In the biography of Jagjit Singh Lyallpuri, condense the paragraph beginning "Prior to the Partition of India" into a short bulleted list that keeps its main facts.

» SUPPLIED TEXT
------------------------------------------------------------

Indian politician (1917–2013)

Jagjit Singh Lyallpuri (10 April 1917 – 27 May 2013) was an Indian politician. He was the oldest surviving member of the founding Central Committee of the Communist Party of India (Marxist).

==Political activist==
Prior to the Partition of India, Lyallpuri's family owned roughly 150–180 acres of land in Lyallpur (present-day Faisalabad, in Pakistan). The young Lyallpuri became a political activist through the student movement in the 1930s and after finishing his BSc at Khalsa College in Amritsar he joined the Indian National Congress at the age of 18. Lyallpuri's parents were reluctant towards his entry into politics. They preferred that he'd embark on a professional career instead. Lyallpuri obtained his LLB from the Government Law College in Lahore in 1940. He soon became a professional revolutionary and cadre of the Kirti Kisan Party, was included in the Central Committee of the party and a leader of the Punjab Kisan Sabha. The Kirti Kisan Party later merged into the Communist Party of India.

==After Partition==
As a result of Partition, Lyallpuri moved to Ludhiana. Within the Communist Party, he opposed B.T. Ranadive's line of launching guerrilla struggles. Lyallpuri was jailed between 1949 and 1951, when the Communist Party was banned. Whilst in jail, he was ordered by the party leadership to instigate a prisoner revolt, which led to riots and a hunger strike. He fasted for nine weeks.

------------------------------------------------------------

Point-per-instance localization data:
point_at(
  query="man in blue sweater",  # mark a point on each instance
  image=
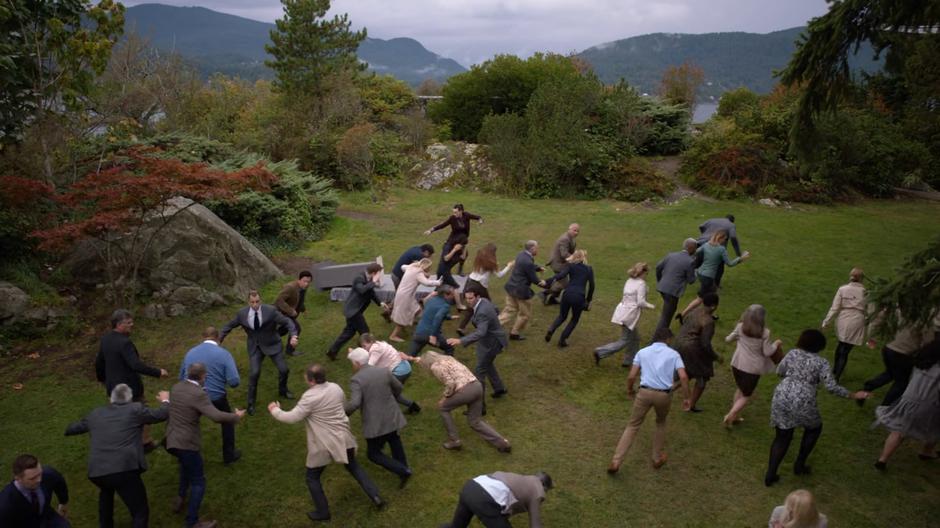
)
(436, 311)
(221, 372)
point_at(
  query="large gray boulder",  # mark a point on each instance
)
(197, 261)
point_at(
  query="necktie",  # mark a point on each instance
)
(34, 500)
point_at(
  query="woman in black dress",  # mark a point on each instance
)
(575, 299)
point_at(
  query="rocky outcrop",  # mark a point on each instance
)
(458, 164)
(197, 261)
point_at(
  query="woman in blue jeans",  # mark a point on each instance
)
(575, 299)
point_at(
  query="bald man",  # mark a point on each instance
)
(562, 249)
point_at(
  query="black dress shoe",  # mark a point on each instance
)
(236, 456)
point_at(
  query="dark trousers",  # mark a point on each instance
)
(283, 331)
(474, 500)
(355, 324)
(354, 469)
(419, 341)
(781, 443)
(397, 463)
(670, 305)
(574, 303)
(192, 479)
(254, 373)
(130, 488)
(228, 430)
(898, 368)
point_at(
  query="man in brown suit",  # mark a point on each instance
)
(188, 403)
(290, 302)
(562, 249)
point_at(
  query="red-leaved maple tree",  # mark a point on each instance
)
(125, 206)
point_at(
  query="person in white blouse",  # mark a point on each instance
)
(406, 306)
(849, 309)
(627, 316)
(485, 266)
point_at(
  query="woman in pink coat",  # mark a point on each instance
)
(406, 305)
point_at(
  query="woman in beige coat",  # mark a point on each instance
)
(849, 310)
(406, 305)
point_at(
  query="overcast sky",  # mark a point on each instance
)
(471, 31)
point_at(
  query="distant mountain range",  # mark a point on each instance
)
(729, 60)
(232, 45)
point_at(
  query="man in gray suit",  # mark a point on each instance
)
(712, 226)
(188, 403)
(374, 390)
(490, 338)
(673, 273)
(261, 323)
(116, 459)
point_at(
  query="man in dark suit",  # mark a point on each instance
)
(673, 273)
(519, 292)
(261, 323)
(188, 403)
(116, 459)
(27, 501)
(118, 362)
(490, 338)
(374, 390)
(361, 294)
(290, 303)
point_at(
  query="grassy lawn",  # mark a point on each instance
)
(563, 414)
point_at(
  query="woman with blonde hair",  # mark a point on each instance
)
(713, 254)
(484, 267)
(406, 306)
(752, 357)
(849, 309)
(575, 299)
(627, 316)
(798, 511)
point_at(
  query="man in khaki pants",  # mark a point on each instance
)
(519, 290)
(656, 365)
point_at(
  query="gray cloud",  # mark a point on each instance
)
(471, 31)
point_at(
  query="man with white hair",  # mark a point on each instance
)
(375, 390)
(673, 273)
(116, 460)
(519, 290)
(563, 248)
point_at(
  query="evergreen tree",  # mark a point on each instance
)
(307, 48)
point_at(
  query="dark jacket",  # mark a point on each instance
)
(363, 291)
(118, 362)
(16, 510)
(267, 339)
(522, 277)
(116, 444)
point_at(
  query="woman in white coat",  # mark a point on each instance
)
(849, 310)
(406, 305)
(627, 315)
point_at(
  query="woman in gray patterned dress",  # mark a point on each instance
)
(794, 403)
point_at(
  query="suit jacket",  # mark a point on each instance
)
(118, 362)
(288, 301)
(115, 429)
(673, 272)
(267, 339)
(562, 249)
(489, 335)
(188, 402)
(363, 291)
(522, 277)
(374, 389)
(16, 510)
(328, 434)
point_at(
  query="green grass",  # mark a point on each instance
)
(562, 414)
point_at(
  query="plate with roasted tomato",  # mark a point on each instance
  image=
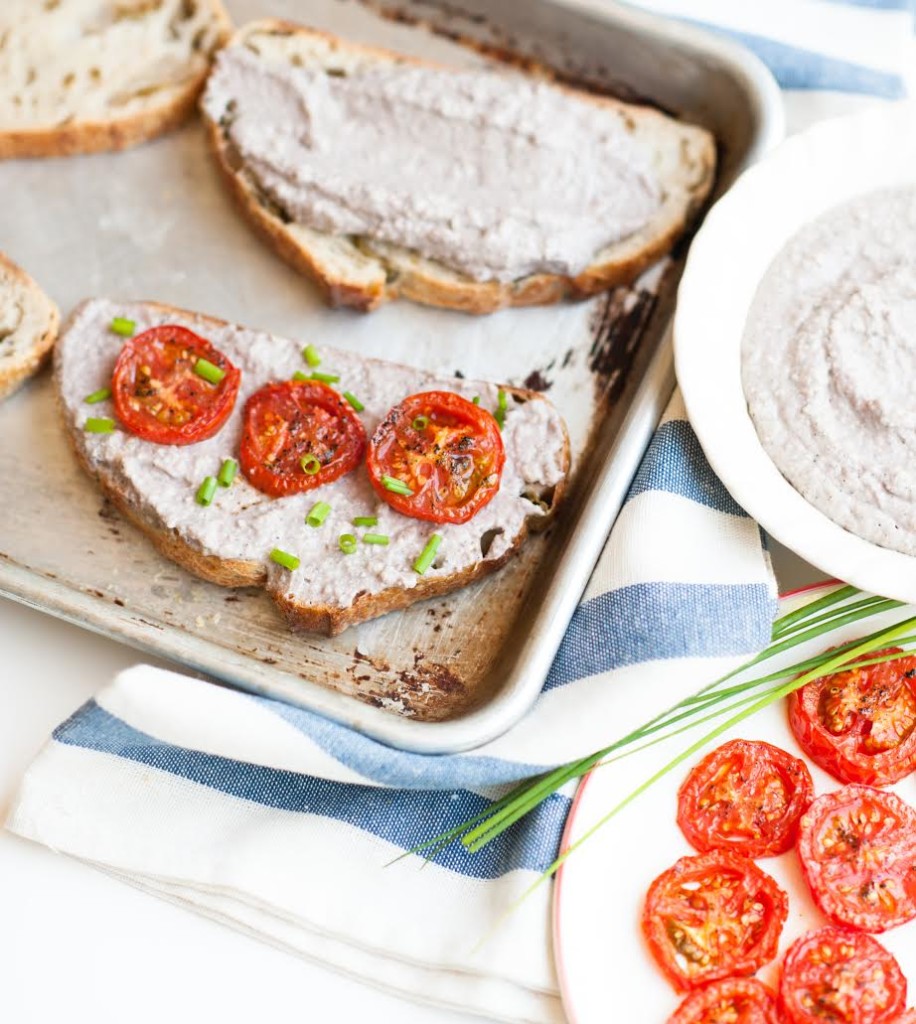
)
(769, 879)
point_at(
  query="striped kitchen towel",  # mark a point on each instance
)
(280, 823)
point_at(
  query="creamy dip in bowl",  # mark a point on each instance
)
(828, 365)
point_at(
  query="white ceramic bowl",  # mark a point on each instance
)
(804, 176)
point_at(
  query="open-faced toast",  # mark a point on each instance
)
(364, 270)
(230, 541)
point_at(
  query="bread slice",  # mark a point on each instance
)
(93, 75)
(229, 542)
(28, 327)
(364, 272)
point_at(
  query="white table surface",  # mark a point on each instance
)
(78, 945)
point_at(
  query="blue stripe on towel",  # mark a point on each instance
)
(659, 621)
(674, 463)
(388, 766)
(798, 69)
(402, 817)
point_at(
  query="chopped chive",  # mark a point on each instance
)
(209, 371)
(325, 378)
(285, 558)
(207, 491)
(428, 554)
(227, 472)
(398, 486)
(502, 406)
(98, 425)
(124, 327)
(97, 396)
(318, 514)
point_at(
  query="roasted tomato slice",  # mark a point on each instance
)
(160, 397)
(858, 850)
(842, 977)
(445, 450)
(298, 435)
(733, 1000)
(860, 725)
(712, 915)
(745, 797)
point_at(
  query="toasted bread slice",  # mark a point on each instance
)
(28, 326)
(364, 271)
(93, 75)
(229, 542)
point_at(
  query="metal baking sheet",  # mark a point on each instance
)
(156, 223)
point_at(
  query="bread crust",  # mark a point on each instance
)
(14, 372)
(324, 619)
(430, 284)
(119, 132)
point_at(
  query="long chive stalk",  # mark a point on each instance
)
(830, 666)
(712, 702)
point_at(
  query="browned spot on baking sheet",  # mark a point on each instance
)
(620, 318)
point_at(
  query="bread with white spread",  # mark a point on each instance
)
(84, 76)
(28, 326)
(229, 542)
(366, 257)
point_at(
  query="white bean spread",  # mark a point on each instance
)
(162, 480)
(496, 175)
(829, 366)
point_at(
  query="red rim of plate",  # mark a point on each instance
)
(570, 819)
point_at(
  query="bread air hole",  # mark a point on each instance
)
(486, 541)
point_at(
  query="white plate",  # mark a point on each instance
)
(804, 176)
(607, 975)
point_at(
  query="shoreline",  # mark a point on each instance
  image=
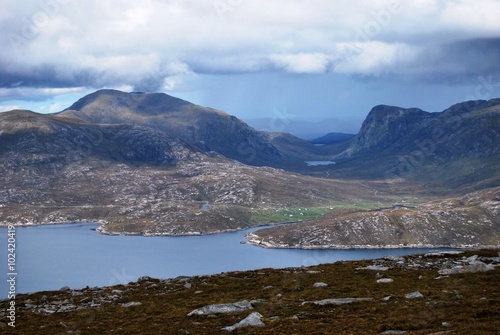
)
(254, 240)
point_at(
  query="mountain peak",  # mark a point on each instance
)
(206, 128)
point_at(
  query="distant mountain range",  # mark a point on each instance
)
(304, 129)
(458, 148)
(154, 164)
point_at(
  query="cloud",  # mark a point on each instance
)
(302, 62)
(164, 45)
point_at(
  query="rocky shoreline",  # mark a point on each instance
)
(256, 240)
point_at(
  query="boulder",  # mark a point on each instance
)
(253, 320)
(234, 307)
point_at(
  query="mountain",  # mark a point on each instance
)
(470, 220)
(304, 129)
(301, 150)
(140, 180)
(331, 138)
(206, 128)
(458, 148)
(468, 128)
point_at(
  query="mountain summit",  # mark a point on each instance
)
(206, 128)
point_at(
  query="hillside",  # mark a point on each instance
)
(206, 128)
(55, 168)
(471, 220)
(454, 150)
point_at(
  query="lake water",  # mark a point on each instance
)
(75, 255)
(319, 163)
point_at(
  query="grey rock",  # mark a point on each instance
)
(414, 295)
(387, 298)
(385, 280)
(374, 268)
(473, 267)
(66, 308)
(338, 301)
(253, 320)
(239, 306)
(130, 304)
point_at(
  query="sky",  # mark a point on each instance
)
(301, 59)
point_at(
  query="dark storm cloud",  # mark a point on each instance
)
(459, 62)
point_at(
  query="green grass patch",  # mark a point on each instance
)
(279, 215)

------------------------------------------------------------

» WRITTEN SOLUTION
- Before Partition, Lyallpuri's family owned about 150–180 acres of land in Lyallpur (now Faisalabad, Pakistan).
- He became a political activist through the student movement in the 1930s.
- After earning a BSc at Khalsa College in Amritsar, he joined the Indian National Congress at 18.
- His parents were reluctant about his entry into politics and preferred that he pursue a professional career.
- He earned an LLB from the Government Law College in Lahore in 1940.
- He became a professional revolutionary and cadre of the Kirti Kisan Party, joined its Central Committee, and led the Punjab Kisan Sabha.
- The Kirti Kisan Party later merged into the Communist Party of India.